▸ **Text shown**:

......

Global Economics Weekly Brief
Greece and the EU in Focus
Last week’s crunch meeting of European finance ministers had echoes of crisis-driven summits from 2010. But despite the Oscar-worthy build up, this time a deal was done without the need to work the weekend.
More challenges ahead when they all default - who will pay? Global borrowing/debt are at the highest levels ever recorded! Where have we seen this before?
Breathing space. Greece has a new deal from its lenders, but it is only a short one. The 4 month extension to its current bail-out programme gives time to negotiate a longer term solution. That solution must tackle thorny issues like how much debt Greece can afford to pay back and what further reforms it must implement. It is good news that both sides are willing to compromise, but reaching agreement won’t be easy. Expect plenty of bumps in the road as the new deadline approaches. What deal? More mendacious issues that repeat time and time again!
More good news. It is getting harder to write anything gloomy about the UK's labour market. Unemployment was 5.7% in the three months to December, down from 7.2% a year earlier. 134k full-time jobs were created in the final quarter and almost 500k over the year as a whole. Indeed, full-time jobs made up over 80% of the rise in employment in 2014. Meanwhile the percentage of part-time workers who would like a full-time job has fallen to 16%. To round things off a greater proportion of us are in work with the employment rate hitting a record high of 73.2%. How many people are employed on `full time` contracts? Not that many people! So what is the `true` unemployment number? Very high!
Heartening. The spending power of British workers’ wages fell almost without interruption for more than six years from early 2008. Towards the end of 2014, real pay began growing and by December, it was rising at 1.2%y/y. Part of that was because wages themselves were growing faster, at around 1.7%y/y. But falling inflation was the biggest factor. That’s good news on two fronts. Despite rising employment, there are no signs yet of wages rising so quickly that higher inflation is a concern. Second, it means peoples’ wages will go a little further. Look very closely at the `true` costs and buying power!
The healthy option. UK inflation hit a new low of 0.3% in January as cheaper oil and food continues to lean down on prices. Falling inflation has raised the spectre of deflation, but on current evidence the deflationary threat isn't materialising. Core prices, which strip out energy costs, are rising at 1.4% a year. That's not very fast, but it has crept up in each of the last two months. The UK’s low inflation remains exactly that, low inflation. Wages are still far behind, so when will they rise?
Short term vs. long term. The Bank of England's rate setting committee believes the UK economy faces opposing forces. In the near term the MPC thinks there is a better than evens chance that inflation will dip below zero and go negative. But it will be short lived. The long-term rests on labour market slack (i.e. the unemployed and workers seeking more hours). That slack is being used up as we speak. So the MPC will be trying to judge how far it can let that trend continue before it needs to put rates up. Until recently markets thought there was very little likelihood of that being in 2015, but now they are putting a 1 in 3 chance on a rate hike by the end of the year. More challenges will hit soon!
Back on track. A bountiful month for tax receipts gave the public finances their biggest January surplus for seven years. Previous changes to the top rate of income tax may have boosted self assessment receipts so it isn’t entirely that the UK’s recovery is finally better revenue for the taxman, though. The good news for the Government is that it now looks like the borrowing target of £91.3bn for the financial year, a 6% reduction on last year’s figure, will be met. The UK still owe £1.5 trillion!

......

(Labels for photos, with boxes)
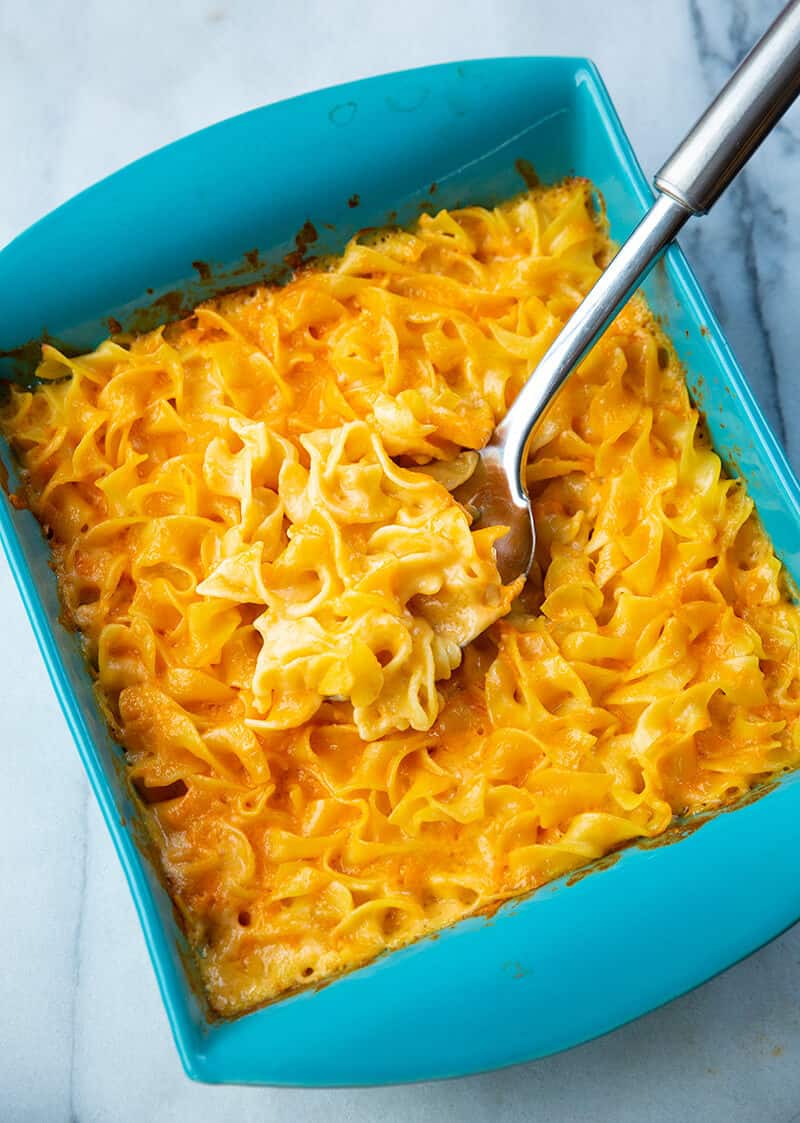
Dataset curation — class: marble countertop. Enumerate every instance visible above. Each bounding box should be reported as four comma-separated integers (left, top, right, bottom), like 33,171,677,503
0,0,800,1123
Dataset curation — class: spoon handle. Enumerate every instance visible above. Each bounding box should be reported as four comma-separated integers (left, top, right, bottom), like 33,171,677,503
492,0,800,503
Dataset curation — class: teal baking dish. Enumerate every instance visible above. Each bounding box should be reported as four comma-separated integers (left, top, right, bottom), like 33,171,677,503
0,58,800,1086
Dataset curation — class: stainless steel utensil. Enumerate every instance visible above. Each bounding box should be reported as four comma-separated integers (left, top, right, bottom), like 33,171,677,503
453,0,800,582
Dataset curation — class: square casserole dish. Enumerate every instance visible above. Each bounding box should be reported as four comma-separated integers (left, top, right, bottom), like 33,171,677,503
0,58,800,1086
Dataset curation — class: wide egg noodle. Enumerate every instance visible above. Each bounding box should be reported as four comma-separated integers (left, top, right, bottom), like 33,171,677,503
3,181,800,1014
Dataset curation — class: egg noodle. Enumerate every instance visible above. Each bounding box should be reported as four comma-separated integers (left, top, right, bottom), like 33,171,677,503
3,180,800,1014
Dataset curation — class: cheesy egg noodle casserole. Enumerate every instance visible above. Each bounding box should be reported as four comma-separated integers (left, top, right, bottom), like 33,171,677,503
2,180,800,1015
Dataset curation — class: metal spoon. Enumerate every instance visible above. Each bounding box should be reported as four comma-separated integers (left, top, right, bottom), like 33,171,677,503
453,0,800,583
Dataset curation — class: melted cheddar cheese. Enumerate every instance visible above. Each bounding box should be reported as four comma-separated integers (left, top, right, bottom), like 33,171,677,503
3,181,800,1014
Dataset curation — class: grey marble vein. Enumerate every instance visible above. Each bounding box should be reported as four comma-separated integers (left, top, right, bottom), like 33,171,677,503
69,784,91,1123
0,0,800,1123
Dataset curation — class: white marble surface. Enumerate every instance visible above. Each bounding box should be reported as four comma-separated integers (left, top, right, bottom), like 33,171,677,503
0,0,800,1123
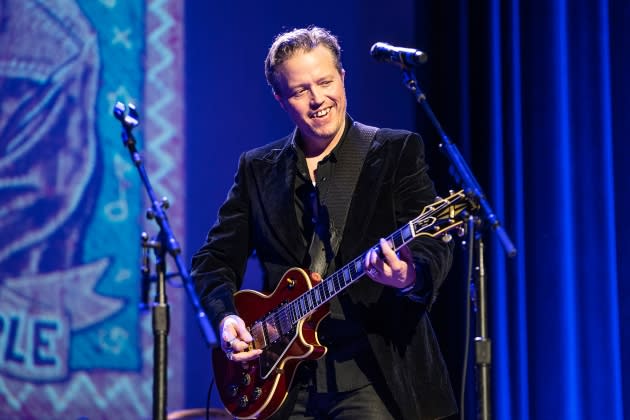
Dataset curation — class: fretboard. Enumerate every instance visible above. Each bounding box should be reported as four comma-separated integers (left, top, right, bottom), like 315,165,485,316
276,223,414,331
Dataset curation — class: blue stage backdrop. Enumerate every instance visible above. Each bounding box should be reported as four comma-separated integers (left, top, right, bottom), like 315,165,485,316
0,0,185,419
0,0,630,420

......

▸ **Given task A**:
According to the economics brief, what was the UK unemployment rate in the three months to December?
▸ **Given task B**:
Write the next part of the economics brief, starting after its final sentence.

▸ **Task output A**:
It was 5.7%, down from 7.2% a year earlier.

▸ **Task output B**:
Shopping yes, dropping no. Lower food and oil prices and bumper job creation is clearly helping the UK retail sector. The volume of retail sales has grown by over 5% in the past three months. Shops (exc. food) are experiencing sales growth of around 6%y/y, a level that has not been seen for a decade. But the real action is in internet sales which are growing by over 12%y/y. Average weekly internet sales totalled £750 million in January, up from £600 million just two years earlier. The prices need to be lower!
Growth for all. Growth across many of the UK’s regions appears to have been at or above their historical average in 2014, despite a slowdown at the end of the year. Top of the class was London, driven by its massive professional services and information & communications technology sectors. It was not, however, a case of a North/ South divide, as the North West and the East Midlands were the second and third respectively. Many more sectors are not performing and therefore where are these statistics?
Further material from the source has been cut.